[libvirt PATCH] docs: add kbase entry showing KVM real time guest config

Mon Jun 1 11:44:17 UTC 2020

There are many different settings that required to config a KVM guest
for real time, low latency workoads. The documentation included here is
based on guidance developed & tested by the Red Hat KVM real time team.

Signed-off-by: Daniel P. Berrangé <berrange at redhat.com>
---
 docs/kbase.html.in          |   3 +
 docs/kbase/kvm-realtime.rst | 213 ++++++++++++++++++++++++++++++++++++
 2 files changed, 216 insertions(+)
 create mode 100644 docs/kbase/kvm-realtime.rst

diff --git a/docs/kbase.html.in b/docs/kbase.html.in
index c586e0f676..e663ca525f 100644
--- a/docs/kbase.html.in
+++ b/docs/kbase.html.in
@@ -36,6 +36,9 @@
 
         <dt><a href="kbase/virtiofs.html">Virtio-FS</a></dt>
         <dd>Share a filesystem between the guest and the host</dd>
+
+        <dt><a href="kbase/kvm-realtime.html">KVM real time</a></dt>
+        <dd>Run real time workloads in guests on a KVM hypervisor</dd>
       </dl>
     </div>
 
diff --git a/docs/kbase/kvm-realtime.rst b/docs/kbase/kvm-realtime.rst
new file mode 100644
index 0000000000..ac6102879b
--- /dev/null
+++ b/docs/kbase/kvm-realtime.rst
@@ -0,0 +1,213 @@
+==========================
+KVM Real Time Guest Config
+==========================
+
+.. contents::
+
+The KVM hypervisor is capable of running real time guest workloads. This page
+describes the key pieces of configuration required in the domain XML to achieve
+the low latency needs of real time workloads.
+
+For the most part, configuration of the host OS is out of scope of this
+documentation. Refer to the operating system vendor's guidance on configuring
+the host OS and hardware for real time. Note in particular that the default
+kernel used by most Linux distros is not suitable for low latency real time and
+must be replaced by an special kernel build.

Items.
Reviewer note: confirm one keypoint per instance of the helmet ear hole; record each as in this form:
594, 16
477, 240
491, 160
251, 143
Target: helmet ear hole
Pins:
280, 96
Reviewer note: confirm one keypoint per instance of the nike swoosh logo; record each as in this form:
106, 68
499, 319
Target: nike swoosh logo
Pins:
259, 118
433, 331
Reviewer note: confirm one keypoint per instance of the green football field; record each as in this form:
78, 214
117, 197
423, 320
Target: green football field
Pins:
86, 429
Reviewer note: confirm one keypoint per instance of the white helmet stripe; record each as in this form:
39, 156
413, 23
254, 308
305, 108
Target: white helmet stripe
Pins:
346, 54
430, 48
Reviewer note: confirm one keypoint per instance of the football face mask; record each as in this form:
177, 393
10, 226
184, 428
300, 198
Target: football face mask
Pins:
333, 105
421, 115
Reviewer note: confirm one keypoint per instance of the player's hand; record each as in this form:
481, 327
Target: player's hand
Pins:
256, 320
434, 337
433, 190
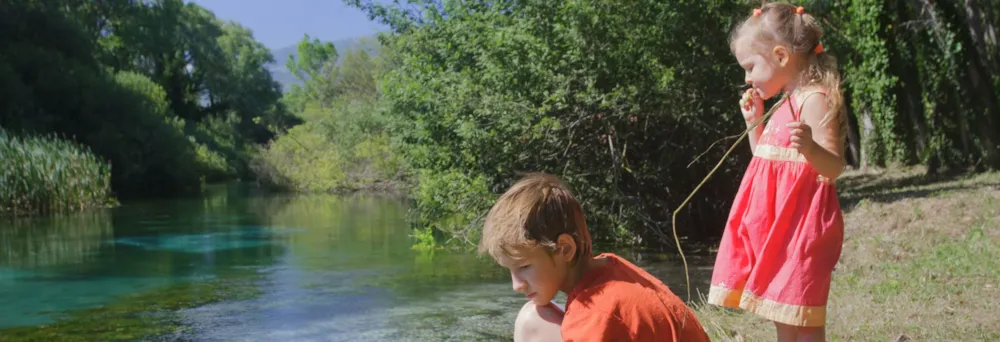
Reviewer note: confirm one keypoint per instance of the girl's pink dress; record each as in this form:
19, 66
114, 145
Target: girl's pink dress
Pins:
783, 236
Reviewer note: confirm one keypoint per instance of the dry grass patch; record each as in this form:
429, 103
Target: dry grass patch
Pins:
921, 258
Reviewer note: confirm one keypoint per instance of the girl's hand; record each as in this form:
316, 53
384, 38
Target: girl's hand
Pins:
751, 105
801, 137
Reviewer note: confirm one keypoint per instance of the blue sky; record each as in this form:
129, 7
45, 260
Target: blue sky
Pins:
278, 24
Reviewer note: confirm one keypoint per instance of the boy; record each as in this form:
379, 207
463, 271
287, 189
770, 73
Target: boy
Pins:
538, 231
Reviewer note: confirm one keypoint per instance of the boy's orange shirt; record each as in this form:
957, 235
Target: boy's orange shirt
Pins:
621, 302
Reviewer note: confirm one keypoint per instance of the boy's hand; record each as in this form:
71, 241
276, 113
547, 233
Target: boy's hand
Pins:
751, 105
801, 137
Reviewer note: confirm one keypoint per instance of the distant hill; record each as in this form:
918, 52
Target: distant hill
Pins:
343, 46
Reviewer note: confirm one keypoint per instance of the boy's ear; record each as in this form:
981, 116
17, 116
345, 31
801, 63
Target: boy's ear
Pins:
566, 247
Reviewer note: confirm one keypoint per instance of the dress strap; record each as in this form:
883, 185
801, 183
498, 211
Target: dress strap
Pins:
797, 114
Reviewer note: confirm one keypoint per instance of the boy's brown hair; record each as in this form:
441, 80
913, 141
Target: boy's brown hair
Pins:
533, 213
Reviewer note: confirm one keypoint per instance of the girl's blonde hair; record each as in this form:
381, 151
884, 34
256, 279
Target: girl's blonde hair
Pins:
780, 23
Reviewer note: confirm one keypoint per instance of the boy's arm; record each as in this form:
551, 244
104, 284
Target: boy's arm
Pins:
594, 326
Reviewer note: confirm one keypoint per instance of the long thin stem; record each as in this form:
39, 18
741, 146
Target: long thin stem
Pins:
687, 276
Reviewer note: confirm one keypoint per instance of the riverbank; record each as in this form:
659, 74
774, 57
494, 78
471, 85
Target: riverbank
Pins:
921, 258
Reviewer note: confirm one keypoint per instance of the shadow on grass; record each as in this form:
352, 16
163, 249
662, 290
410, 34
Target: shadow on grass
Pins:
882, 189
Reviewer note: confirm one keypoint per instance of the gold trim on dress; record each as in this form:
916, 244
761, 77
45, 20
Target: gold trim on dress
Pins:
772, 152
797, 315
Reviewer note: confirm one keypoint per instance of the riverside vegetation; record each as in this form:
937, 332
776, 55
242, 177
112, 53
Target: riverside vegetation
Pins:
630, 103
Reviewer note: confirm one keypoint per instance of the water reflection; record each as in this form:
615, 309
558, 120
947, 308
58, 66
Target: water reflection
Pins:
53, 241
240, 265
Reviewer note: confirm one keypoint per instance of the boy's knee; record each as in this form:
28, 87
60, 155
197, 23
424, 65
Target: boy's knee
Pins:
538, 323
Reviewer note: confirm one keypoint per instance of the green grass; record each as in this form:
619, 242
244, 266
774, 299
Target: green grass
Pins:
921, 258
46, 174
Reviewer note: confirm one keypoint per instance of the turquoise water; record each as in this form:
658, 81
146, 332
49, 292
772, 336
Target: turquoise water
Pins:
235, 265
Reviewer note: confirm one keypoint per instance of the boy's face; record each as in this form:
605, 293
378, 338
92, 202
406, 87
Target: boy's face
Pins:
536, 273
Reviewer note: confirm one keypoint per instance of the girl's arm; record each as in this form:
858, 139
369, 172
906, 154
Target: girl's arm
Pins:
820, 144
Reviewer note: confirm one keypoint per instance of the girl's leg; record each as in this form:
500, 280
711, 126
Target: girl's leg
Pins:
538, 323
791, 333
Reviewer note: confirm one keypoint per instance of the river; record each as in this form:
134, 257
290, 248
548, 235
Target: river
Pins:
236, 264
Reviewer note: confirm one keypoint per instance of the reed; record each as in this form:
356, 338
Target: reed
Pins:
48, 174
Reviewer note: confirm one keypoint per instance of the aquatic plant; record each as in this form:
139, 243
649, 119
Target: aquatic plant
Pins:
49, 174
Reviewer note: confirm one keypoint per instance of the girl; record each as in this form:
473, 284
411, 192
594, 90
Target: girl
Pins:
784, 233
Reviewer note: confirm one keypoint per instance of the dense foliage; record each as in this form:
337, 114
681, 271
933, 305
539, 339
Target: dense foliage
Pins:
166, 93
631, 102
620, 98
46, 174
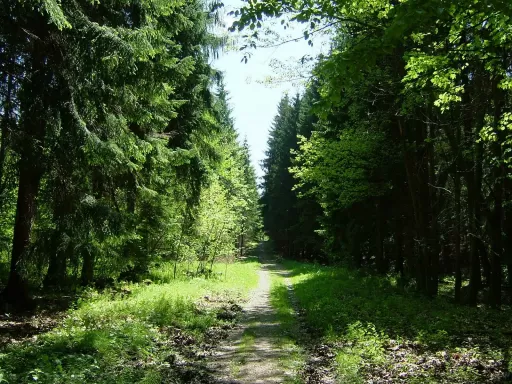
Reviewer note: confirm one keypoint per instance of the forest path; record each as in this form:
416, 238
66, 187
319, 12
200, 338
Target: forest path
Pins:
251, 354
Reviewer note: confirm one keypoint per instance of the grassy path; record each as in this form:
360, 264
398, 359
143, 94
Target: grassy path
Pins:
262, 350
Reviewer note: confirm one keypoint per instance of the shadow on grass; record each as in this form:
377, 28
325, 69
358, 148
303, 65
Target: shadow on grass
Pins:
371, 320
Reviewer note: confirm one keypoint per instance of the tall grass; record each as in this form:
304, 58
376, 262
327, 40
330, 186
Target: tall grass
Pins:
123, 335
377, 330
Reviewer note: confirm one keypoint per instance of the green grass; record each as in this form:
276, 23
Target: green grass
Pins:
124, 335
376, 329
289, 331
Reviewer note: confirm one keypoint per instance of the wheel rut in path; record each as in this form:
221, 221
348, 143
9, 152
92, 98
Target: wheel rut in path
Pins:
251, 353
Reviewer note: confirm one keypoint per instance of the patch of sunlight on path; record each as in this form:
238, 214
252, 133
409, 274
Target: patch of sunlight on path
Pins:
250, 354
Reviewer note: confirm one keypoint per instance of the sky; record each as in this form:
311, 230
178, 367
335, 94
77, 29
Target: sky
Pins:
254, 104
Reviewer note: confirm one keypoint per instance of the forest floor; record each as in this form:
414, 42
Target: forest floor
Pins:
263, 322
261, 350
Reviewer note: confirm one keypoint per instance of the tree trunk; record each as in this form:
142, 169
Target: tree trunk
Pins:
456, 239
379, 239
16, 291
87, 269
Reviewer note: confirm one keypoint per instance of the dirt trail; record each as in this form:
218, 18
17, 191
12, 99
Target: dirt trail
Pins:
250, 354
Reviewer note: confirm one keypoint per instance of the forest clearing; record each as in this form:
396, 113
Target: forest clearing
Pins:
343, 215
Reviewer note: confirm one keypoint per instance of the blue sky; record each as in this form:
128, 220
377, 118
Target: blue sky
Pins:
255, 104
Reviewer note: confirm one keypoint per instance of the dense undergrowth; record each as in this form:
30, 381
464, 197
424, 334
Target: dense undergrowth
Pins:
133, 333
288, 339
377, 333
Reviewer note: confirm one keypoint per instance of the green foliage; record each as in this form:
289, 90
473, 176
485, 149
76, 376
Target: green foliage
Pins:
137, 159
123, 336
377, 329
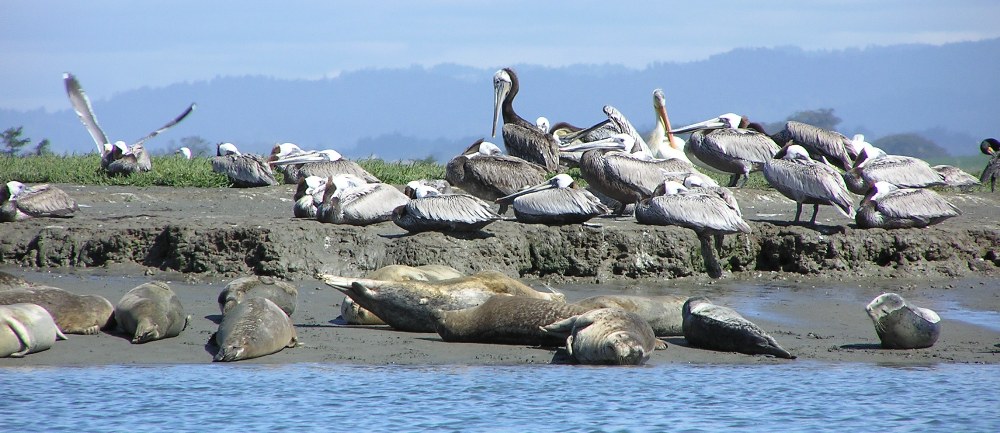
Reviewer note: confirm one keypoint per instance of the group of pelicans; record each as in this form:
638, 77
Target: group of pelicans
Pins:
486, 307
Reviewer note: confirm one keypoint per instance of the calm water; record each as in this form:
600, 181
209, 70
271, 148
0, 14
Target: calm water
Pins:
803, 396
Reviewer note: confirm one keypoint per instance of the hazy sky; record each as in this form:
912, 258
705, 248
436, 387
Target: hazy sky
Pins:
116, 45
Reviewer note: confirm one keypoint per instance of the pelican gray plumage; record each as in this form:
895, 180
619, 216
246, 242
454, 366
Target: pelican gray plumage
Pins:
138, 158
556, 201
350, 200
890, 207
323, 163
729, 146
429, 210
709, 215
874, 165
244, 170
799, 178
521, 138
484, 172
835, 147
19, 202
991, 173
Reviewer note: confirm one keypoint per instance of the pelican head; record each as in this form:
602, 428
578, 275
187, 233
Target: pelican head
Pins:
502, 83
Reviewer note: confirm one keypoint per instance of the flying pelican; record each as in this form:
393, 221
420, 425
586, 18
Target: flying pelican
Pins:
19, 202
890, 207
799, 178
730, 146
351, 200
874, 165
428, 210
707, 214
487, 174
324, 163
556, 201
991, 173
244, 170
522, 139
138, 158
820, 143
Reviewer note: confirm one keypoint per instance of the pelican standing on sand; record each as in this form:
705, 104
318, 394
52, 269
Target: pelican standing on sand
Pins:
487, 174
244, 170
117, 158
707, 214
521, 138
729, 146
19, 202
890, 207
799, 178
556, 201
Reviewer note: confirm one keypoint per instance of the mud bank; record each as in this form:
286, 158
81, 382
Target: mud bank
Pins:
232, 232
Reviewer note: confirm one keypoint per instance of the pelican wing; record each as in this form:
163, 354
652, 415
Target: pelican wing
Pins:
81, 104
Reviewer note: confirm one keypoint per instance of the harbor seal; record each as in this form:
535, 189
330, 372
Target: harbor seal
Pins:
715, 327
150, 312
903, 326
282, 293
354, 314
609, 336
253, 328
408, 305
663, 313
506, 320
26, 328
75, 314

Written problem 1.
Convert the stretch of the listing from the line containing "the pelican wing;" through the end of the listing into a Markdown table with a Row column numbering each line and a Line column holding it. Leave out blank lines.
Written problem 2.
Carry on the KVM real time guest configuration documentation, starting right after its last sentence.

Expected output 1.
| Row | Line |
|---|---|
| 1 | Reviewer note: confirm one keypoint per instance of the pelican wing; record each as in this form: |
| 2 | 163, 354 |
| 3 | 652, 415 |
| 4 | Target: pelican wing |
| 5 | Pins: |
| 6 | 81, 104 |
| 7 | Reviewer note: confirm one keypoint per instance of the harbor seal; record each as in this form: |
| 8 | 535, 189 |
| 9 | 330, 372 |
| 10 | Target: harbor seal |
| 11 | Pins: |
| 12 | 715, 327 |
| 13 | 150, 312 |
| 14 | 903, 326 |
| 15 | 282, 293 |
| 16 | 354, 314 |
| 17 | 609, 336 |
| 18 | 253, 328 |
| 19 | 408, 305 |
| 20 | 663, 313 |
| 21 | 506, 320 |
| 22 | 26, 328 |
| 23 | 75, 314 |

Expected output 2.
+
+
+Host partitioning plan
+======================
+
+Running real time workloads requires carefully partitioning up the host OS
+resources, such that the KVM / QEMU processes are strictly separated from any
+other workload running on the host, both userspace processes and kernel threads.
+
+As such, some subset of host CPUs need to be reserved exclusively for running
+KVM guests. This requires that the host kernel be booted using the ``isolcpus``
+kernel command line parameter. This parameter removes a set of CPUs from the
+schedular, such that that no kernel threads or userspace processes will ever get
+placed on those CPUs automatically. KVM guests are then manually placed onto
+these CPUs.
+
+Deciding which host CPUs to reserve for real time requires understanding of the
+guest workload needs and balancing with the host OS needs. The trade off will
+also vary based on the physical hardware available.
+
+For the sake of illustration, this guide will assume a physical machine with two
+NUMA nodes, each with 2 sockets and 4 cores, giving a total of 16 CPUs on the
+host. Furthermore, it is assumed that hyperthreading is either not supported or
+has been disabled in the BIOS, since it is incompatible with real time. Each
+NUMA node is assumed to have 32 GB of RAM, giving 64 GB total for the host.
+
+It is assumed that 2 CPUs in each NUMA node are reserved for the host OS, with
+the remaining 6 CPUs available for KVM real time. With this in mind, the host
+kernel should have booted with ``isolcpus=2-7,10,15`` to reserve CPUs.
+
+To maximise efficiency of page table lookups for the guest, the host needs to be
+configured with most RAM exposed as huge pages, ideally 1 GB sized. 6 GB of RAM
+in each NUMA node will be reserved for general host OS usage as normal sized
+pages, leaving 26 GB for KVM usage as huge pages.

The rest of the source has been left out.